To do:
Copy each line below in which the string "background" occurs.

Records from a data source:
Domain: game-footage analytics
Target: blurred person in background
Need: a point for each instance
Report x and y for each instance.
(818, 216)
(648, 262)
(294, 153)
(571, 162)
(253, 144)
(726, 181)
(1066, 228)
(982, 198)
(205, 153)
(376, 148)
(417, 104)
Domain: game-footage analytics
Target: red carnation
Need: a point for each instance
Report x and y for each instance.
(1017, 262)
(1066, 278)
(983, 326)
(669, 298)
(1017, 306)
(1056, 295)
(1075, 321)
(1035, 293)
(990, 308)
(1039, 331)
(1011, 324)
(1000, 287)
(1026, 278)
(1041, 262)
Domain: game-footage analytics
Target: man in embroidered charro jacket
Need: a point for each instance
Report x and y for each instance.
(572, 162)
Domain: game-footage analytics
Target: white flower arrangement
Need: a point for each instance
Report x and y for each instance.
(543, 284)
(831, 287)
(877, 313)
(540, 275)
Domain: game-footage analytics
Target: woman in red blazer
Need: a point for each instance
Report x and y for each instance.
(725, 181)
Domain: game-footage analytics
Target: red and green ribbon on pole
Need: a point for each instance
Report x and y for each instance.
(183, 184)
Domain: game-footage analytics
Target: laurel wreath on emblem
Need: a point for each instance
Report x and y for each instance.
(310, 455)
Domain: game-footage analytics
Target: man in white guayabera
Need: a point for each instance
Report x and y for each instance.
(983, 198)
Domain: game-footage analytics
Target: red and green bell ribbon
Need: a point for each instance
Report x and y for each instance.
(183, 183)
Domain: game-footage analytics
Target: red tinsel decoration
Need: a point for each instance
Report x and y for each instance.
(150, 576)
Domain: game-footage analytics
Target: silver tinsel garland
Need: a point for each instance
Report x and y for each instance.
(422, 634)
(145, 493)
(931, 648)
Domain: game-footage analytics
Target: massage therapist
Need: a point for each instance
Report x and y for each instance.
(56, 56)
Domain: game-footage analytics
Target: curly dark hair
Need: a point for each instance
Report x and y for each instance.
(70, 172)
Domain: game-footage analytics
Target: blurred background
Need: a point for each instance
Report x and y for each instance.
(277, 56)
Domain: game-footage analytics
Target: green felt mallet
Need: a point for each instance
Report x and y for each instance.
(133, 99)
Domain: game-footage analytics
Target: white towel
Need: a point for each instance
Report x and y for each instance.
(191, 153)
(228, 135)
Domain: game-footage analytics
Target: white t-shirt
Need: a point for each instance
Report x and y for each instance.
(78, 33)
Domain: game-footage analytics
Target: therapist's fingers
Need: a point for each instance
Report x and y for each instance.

Worked solution:
Target: blurred person in background
Target: blurred background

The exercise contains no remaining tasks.